- What the exercise asks
Reproduce everything from "Oh, and my skin" down to "now I am back." in the blog post below, keeping every word and mark unchanged.
*** Opening Document text ***
This is a gift from my cancer twin. Plain black mug that turns into Wonder Woman with hot water. I laugh and cry at the same time. It is more personalized than that but I have removed more personal for privacy sake. It’s a week since I took the boards. I have put 2 big things behind me – boards and… I removed my port today. Small surgery (but surgery nevertheless). Five minutes and no cord in my neck, no bubble in my chest. No anesthesia. This time all the staff knew and had no arguments. Exactly 10 minutes after the last stitch I walk out of the surgeon’s office, get in the car and drive home. Surgeries are simple. I had my done on the gurney having assured everyone that I won’t move or cause trouble. “Nothing personal”, said my surgeon but I don’t want to see you in this OR ever again. And we both know what it means – hopefully I will never need a port again.
Oh, and my skin biopsy came back no cancer. Bravo to my friend in NY who is dermatologist-oncologist who has talked me out of MOHS procedure and told me to use imiquimod cream.
By the end of the day today it would be exactly one year since I went and had my first and last mammogram. One year taken out of my livelihood where every beat of my heart, every breath I took and every decision I have made were directed towards getting well. And now I am back.
I met with both of my oncologists this week and both felt I was done with Keytruda. Hence the port removal. I was hanging onto it as a symbol of continued treatment. One more step – reconstruction and then I will be well and truly done.
On the other hand will this story be ever over? Can I simply close the blog and make it a distant memory? I don’t think so. The scar from the port will forever be a brand indented into me so that I do not forget. How many more tests, labs, follow-ups? Forever patient. I will also keep looking into what else can be done, what is the newest and bestest (like one of my kids used to say) to keep as plan B. And I will always try to keep the honorific of THE Wonder Woman and assure that it is well earned.
*** Closing Document text ***
*** Opening Data supplied ***
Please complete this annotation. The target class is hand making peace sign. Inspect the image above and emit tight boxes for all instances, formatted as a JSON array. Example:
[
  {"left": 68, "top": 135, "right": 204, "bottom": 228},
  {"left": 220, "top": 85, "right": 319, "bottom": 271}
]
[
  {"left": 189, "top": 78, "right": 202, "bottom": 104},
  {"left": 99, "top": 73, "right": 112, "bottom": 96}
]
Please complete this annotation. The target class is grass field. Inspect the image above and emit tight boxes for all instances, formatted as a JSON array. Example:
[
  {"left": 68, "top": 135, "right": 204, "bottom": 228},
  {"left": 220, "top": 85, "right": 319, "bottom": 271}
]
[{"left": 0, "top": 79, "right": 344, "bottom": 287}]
*** Closing Data supplied ***
*** Opening Data supplied ***
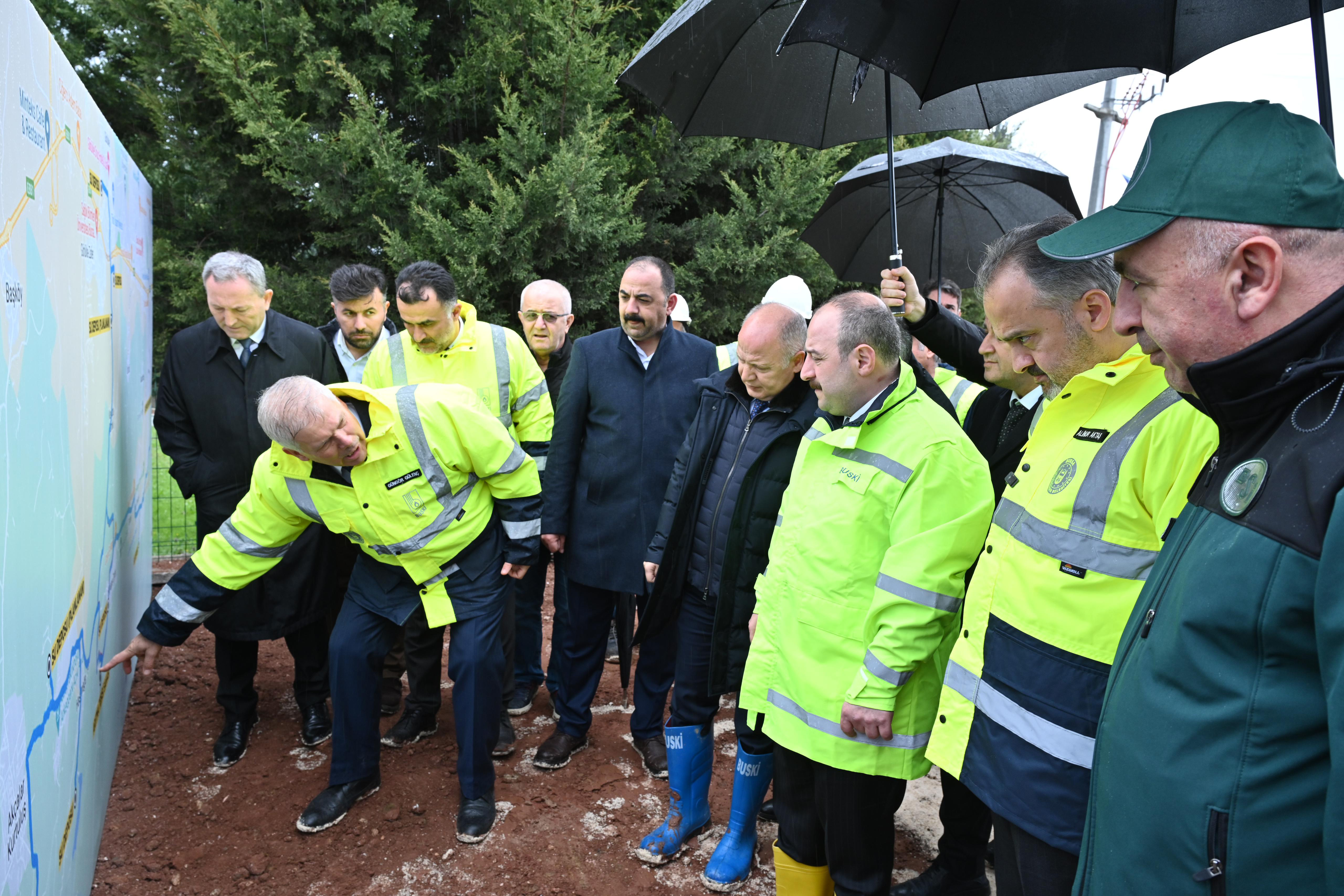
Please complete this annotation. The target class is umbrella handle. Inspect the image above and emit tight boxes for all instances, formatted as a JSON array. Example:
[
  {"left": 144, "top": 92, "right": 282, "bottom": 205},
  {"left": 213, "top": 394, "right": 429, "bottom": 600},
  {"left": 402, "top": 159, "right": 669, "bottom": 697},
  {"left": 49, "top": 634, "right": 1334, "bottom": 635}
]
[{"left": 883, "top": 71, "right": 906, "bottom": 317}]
*** Closing Data supplied ***
- Expected output
Oh, and my skin biopsy came back no cancer. Bravo to my friend in NY who is dermatologist-oncologist who has talked me out of MOHS procedure and told me to use imiquimod cream.
By the end of the day today it would be exactly one year since I went and had my first and last mammogram. One year taken out of my livelihood where every beat of my heart, every breath I took and every decision I have made were directed towards getting well. And now I am back.